[Your instructions] From the entries that follow, copy exactly the lines beginning at the line holding "394L283 409L325 417L328" and continuing through the line holding "positive clicks: (326, 413)".

[Records supplied]

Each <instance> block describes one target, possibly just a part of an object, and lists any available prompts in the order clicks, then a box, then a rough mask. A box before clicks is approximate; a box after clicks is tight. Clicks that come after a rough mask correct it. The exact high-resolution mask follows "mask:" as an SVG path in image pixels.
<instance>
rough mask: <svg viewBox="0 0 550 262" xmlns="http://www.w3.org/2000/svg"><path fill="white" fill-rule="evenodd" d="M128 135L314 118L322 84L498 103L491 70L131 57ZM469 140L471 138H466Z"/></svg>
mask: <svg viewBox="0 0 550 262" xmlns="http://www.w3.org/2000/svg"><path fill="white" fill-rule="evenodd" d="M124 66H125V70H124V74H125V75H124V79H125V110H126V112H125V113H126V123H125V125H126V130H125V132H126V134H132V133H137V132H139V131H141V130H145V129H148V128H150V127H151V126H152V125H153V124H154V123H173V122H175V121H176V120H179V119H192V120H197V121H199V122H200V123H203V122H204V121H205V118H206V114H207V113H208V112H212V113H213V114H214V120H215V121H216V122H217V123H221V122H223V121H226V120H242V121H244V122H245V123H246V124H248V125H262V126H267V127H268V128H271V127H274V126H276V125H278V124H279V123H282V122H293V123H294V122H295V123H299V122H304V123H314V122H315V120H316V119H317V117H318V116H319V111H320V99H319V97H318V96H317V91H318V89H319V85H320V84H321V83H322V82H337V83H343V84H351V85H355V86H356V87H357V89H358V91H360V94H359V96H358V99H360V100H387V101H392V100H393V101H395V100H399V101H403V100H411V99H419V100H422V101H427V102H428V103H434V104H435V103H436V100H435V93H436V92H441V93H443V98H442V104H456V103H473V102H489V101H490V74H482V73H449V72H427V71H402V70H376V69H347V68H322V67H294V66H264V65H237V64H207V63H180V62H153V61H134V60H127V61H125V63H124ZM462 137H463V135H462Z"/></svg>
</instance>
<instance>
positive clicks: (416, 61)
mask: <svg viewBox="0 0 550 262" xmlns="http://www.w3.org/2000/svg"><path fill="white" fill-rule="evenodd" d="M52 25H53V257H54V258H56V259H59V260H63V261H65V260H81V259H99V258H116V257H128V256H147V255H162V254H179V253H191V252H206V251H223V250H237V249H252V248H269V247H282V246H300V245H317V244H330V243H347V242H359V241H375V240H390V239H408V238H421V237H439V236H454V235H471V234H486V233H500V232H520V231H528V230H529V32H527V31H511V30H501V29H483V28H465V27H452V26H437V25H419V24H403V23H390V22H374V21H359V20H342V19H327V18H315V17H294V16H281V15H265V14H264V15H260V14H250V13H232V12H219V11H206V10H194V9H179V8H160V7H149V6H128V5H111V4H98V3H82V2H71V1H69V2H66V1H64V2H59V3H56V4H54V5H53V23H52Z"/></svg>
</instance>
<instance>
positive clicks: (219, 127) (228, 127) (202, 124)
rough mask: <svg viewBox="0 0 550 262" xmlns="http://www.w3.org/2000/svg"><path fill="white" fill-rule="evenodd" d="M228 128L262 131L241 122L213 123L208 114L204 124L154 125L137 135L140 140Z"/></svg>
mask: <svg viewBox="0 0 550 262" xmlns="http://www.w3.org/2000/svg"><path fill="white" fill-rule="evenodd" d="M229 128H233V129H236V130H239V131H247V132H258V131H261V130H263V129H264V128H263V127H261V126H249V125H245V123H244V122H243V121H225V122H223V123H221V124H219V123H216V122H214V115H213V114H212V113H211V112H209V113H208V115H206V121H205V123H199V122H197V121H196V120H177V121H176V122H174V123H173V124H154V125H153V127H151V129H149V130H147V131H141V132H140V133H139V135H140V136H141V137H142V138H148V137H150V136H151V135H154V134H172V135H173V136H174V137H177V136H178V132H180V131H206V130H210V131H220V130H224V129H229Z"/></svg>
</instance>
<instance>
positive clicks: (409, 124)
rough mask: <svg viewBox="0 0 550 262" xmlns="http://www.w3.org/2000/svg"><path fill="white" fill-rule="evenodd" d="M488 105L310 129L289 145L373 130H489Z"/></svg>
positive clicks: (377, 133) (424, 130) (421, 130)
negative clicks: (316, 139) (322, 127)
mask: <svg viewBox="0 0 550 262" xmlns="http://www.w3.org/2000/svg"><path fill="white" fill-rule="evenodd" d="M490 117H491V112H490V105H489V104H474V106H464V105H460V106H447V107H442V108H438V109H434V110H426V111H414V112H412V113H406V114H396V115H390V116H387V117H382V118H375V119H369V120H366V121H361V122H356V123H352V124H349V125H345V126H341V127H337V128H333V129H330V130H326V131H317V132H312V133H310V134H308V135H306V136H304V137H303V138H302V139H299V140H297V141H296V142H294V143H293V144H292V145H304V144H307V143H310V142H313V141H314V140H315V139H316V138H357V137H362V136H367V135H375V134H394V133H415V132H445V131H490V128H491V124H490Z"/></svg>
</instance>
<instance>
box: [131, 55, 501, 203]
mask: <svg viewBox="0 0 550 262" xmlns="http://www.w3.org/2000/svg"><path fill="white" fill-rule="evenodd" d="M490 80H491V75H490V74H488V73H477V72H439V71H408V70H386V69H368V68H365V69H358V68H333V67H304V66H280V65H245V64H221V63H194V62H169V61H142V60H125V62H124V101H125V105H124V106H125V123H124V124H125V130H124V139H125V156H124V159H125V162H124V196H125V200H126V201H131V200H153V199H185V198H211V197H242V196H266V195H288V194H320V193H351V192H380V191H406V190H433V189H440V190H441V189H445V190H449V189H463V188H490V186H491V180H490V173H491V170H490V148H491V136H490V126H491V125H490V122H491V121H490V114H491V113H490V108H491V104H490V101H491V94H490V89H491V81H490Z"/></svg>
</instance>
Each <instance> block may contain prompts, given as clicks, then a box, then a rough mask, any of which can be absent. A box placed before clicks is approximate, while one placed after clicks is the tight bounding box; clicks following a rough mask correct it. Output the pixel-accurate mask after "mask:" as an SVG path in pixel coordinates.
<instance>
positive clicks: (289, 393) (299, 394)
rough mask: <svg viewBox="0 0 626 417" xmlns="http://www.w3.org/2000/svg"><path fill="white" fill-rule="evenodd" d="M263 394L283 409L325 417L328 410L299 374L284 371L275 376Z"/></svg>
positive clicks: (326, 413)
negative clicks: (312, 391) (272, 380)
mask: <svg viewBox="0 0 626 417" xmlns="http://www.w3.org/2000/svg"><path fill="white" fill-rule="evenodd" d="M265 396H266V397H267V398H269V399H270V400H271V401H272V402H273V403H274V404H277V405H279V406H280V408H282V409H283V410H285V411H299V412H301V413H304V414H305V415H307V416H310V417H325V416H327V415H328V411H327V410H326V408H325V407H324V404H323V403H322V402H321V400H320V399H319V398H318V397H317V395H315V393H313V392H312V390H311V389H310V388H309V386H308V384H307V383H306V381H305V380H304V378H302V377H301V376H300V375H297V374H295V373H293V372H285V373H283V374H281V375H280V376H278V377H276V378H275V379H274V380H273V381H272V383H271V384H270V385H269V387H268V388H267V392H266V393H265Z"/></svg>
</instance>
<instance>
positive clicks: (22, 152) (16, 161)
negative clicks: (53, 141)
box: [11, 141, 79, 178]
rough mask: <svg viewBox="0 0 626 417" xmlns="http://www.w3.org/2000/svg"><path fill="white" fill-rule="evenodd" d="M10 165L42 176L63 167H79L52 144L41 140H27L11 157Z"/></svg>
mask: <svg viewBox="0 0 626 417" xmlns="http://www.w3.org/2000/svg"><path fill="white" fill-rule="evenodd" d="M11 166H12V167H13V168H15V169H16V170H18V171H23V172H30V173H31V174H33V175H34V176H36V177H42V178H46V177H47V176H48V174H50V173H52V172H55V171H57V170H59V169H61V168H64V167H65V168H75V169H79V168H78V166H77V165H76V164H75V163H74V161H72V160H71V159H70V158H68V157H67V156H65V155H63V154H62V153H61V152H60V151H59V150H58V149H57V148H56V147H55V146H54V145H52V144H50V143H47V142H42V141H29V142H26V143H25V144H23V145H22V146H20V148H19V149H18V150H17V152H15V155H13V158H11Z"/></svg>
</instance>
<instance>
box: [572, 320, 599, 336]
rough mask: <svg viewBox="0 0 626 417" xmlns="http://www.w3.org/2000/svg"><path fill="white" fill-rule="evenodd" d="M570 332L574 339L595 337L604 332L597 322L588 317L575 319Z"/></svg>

[Expected output]
rough mask: <svg viewBox="0 0 626 417" xmlns="http://www.w3.org/2000/svg"><path fill="white" fill-rule="evenodd" d="M263 394L283 409L325 417L328 410L299 374L284 371L275 376Z"/></svg>
positive clicks: (326, 413)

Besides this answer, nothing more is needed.